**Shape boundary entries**
..............................
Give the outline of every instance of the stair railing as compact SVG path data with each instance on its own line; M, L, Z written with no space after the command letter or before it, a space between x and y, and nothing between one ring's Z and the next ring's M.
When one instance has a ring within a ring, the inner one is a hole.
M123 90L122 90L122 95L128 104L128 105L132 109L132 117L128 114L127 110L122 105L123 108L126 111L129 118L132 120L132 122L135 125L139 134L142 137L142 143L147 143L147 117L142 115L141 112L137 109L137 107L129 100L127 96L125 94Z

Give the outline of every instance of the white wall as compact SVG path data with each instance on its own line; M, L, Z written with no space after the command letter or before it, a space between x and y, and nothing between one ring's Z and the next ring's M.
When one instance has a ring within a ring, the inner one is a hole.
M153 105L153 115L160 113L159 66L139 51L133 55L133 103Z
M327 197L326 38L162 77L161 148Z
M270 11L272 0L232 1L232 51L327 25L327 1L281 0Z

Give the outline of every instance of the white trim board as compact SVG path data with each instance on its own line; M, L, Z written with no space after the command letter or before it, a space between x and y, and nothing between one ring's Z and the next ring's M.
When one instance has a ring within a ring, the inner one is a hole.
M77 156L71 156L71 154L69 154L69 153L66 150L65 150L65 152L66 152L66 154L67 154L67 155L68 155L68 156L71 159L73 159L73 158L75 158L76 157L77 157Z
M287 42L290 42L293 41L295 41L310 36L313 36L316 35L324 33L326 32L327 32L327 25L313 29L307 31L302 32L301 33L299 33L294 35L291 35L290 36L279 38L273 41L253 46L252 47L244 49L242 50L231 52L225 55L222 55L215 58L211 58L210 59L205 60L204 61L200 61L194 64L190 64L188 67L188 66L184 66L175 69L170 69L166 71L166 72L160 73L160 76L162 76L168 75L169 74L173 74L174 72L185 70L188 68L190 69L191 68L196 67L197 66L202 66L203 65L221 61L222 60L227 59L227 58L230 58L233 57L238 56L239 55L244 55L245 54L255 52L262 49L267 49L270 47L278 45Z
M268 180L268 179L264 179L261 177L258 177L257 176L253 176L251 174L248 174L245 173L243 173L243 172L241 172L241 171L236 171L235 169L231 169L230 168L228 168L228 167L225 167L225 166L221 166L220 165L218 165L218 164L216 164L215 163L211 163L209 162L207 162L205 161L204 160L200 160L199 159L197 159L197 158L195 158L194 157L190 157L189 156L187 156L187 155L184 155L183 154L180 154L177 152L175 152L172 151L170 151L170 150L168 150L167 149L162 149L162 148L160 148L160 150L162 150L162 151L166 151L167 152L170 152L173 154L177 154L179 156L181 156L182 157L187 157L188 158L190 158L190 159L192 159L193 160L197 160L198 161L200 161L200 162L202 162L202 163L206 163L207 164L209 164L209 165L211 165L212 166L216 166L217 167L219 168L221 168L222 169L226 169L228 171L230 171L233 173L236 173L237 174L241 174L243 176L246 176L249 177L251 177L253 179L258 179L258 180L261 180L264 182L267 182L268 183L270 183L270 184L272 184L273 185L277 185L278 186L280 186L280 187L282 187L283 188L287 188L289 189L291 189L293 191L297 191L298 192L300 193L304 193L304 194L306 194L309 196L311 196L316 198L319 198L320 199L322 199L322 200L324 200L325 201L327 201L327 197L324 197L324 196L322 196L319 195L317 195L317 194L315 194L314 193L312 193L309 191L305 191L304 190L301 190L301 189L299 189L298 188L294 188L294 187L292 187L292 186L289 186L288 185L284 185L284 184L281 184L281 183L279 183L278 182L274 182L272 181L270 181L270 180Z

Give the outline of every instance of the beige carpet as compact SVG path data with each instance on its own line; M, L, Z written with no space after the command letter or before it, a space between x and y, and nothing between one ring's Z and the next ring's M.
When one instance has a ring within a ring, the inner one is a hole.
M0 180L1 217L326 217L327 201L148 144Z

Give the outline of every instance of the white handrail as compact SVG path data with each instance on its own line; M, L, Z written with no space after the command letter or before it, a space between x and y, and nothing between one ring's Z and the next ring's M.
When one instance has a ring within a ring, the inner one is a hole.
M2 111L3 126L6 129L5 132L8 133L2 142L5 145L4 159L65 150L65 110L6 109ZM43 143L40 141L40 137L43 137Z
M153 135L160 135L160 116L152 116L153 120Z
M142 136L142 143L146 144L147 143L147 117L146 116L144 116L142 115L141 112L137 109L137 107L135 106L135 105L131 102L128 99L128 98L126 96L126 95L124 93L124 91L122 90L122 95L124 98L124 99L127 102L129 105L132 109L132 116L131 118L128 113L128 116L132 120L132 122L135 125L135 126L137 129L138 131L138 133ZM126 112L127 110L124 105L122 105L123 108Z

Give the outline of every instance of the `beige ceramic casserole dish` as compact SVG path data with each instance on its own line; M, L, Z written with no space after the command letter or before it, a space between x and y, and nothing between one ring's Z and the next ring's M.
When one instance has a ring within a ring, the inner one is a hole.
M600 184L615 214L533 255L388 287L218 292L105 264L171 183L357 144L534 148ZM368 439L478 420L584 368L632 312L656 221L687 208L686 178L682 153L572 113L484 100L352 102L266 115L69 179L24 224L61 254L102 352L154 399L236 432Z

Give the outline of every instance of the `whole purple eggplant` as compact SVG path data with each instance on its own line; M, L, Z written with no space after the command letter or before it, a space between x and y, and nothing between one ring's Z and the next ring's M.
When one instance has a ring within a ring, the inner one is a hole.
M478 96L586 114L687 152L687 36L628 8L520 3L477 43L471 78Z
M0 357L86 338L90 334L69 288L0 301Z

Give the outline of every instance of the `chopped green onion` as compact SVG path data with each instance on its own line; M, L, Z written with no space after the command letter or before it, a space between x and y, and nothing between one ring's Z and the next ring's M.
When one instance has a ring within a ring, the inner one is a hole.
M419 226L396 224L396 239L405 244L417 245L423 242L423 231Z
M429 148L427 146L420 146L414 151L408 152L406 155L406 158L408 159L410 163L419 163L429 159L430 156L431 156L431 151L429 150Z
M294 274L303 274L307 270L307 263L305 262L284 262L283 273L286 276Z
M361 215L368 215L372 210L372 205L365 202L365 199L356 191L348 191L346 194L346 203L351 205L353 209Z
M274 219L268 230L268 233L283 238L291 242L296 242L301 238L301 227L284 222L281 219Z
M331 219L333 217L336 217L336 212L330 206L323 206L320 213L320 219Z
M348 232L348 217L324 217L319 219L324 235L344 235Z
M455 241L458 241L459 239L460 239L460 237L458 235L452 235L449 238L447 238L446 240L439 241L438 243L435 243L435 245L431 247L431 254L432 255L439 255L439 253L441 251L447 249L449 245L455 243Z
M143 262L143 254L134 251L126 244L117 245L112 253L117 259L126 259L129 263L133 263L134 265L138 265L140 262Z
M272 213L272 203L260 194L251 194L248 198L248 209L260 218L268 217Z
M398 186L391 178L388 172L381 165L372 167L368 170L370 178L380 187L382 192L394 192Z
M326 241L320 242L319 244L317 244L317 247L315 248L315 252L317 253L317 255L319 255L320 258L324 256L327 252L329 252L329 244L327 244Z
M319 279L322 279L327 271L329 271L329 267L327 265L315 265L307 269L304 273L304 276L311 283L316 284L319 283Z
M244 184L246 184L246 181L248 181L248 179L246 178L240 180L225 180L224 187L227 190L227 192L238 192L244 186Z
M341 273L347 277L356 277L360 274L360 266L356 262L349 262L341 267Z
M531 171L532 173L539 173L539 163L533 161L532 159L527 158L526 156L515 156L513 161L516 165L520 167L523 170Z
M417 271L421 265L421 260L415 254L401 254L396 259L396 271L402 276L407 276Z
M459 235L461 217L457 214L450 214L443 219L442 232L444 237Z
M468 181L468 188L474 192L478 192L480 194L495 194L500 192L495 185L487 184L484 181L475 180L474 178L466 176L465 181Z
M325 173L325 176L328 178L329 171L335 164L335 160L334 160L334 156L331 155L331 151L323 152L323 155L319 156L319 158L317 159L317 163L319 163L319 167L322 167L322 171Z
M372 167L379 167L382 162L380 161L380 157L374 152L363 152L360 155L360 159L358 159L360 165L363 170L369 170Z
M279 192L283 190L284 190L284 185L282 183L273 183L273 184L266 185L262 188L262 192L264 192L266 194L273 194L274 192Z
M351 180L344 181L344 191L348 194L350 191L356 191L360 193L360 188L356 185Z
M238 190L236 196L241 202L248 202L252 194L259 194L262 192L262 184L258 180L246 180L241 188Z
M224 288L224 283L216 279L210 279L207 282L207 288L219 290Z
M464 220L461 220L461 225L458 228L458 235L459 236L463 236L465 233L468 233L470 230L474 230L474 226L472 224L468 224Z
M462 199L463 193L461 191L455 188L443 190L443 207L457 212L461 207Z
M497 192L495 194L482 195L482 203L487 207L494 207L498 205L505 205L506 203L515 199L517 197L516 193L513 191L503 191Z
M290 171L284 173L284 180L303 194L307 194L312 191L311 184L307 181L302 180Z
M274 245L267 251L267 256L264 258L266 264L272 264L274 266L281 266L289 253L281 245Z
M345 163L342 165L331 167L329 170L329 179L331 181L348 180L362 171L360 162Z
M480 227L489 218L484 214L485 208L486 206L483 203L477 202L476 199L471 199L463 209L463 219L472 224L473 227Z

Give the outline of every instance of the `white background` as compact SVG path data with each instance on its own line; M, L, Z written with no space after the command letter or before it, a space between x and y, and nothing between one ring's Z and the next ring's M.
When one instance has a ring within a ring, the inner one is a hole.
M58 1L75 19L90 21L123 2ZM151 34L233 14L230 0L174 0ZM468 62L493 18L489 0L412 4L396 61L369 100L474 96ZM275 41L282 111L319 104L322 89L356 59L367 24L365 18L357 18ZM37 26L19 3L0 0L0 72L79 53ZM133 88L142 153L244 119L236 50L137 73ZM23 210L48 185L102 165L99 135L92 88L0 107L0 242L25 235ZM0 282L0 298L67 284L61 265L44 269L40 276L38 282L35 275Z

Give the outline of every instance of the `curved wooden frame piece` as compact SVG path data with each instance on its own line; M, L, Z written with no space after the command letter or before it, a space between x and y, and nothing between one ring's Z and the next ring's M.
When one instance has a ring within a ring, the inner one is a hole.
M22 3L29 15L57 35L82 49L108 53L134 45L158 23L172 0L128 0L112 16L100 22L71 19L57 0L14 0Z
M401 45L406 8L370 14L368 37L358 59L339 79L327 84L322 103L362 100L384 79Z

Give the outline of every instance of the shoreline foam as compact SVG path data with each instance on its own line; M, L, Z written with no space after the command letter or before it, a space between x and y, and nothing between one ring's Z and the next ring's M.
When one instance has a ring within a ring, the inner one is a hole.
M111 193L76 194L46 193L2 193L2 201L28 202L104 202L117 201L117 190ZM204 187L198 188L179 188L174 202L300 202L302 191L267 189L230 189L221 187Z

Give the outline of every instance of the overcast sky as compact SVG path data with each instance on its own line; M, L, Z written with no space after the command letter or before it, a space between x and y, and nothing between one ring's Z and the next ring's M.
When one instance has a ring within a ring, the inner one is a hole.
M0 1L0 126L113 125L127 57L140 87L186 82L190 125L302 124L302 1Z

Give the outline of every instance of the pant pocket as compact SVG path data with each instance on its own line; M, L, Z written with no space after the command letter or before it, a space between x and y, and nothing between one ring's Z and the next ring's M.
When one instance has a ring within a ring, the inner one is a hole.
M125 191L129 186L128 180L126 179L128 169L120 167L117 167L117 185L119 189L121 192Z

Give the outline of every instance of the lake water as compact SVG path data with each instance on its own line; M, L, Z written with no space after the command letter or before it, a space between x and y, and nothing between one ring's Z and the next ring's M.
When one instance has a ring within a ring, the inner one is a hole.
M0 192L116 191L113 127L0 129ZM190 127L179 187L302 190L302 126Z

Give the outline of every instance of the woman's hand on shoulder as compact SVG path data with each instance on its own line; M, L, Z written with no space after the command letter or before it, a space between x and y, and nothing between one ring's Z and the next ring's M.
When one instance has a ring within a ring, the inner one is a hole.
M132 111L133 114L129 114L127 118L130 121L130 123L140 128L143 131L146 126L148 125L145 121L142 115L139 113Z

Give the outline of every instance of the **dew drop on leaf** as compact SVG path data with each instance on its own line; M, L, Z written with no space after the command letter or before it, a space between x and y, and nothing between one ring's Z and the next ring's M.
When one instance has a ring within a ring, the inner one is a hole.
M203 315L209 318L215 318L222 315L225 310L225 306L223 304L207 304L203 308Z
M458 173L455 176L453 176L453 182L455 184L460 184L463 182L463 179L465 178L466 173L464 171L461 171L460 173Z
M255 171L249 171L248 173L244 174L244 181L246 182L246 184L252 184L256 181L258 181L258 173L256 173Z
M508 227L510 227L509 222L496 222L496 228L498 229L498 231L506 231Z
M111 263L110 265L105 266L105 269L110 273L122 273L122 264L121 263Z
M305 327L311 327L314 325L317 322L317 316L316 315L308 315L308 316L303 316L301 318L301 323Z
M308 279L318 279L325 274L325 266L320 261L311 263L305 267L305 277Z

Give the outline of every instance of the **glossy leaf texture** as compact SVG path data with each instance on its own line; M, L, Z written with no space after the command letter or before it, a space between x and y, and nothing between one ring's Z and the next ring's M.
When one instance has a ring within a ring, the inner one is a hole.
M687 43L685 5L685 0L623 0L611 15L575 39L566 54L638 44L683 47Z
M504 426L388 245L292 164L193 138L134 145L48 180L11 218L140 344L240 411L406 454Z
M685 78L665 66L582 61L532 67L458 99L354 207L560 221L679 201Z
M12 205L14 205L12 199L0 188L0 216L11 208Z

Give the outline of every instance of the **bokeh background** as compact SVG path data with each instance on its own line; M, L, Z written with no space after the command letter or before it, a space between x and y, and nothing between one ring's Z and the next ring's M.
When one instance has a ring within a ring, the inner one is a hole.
..............................
**Task goal**
Write out the lines of the records above verbatim, starting at the line with "Give the outline of every instance of the white trim" and ending at the line with "M77 156L71 156L71", both included.

**Written response**
Give the outline of every instance of the white trim board as compact SVG path data with each instance on its own line; M, L, Z written with no space after the command letter or before it, a space between x and y, and nothing between one ring's Z and the next ring's M.
When one instance has a ring within a ring, the inner one is a hole.
M77 156L71 156L71 154L69 154L69 153L66 150L65 150L65 152L66 152L66 154L67 154L67 155L68 155L68 156L71 159L73 159L73 158L75 158L76 157L77 157Z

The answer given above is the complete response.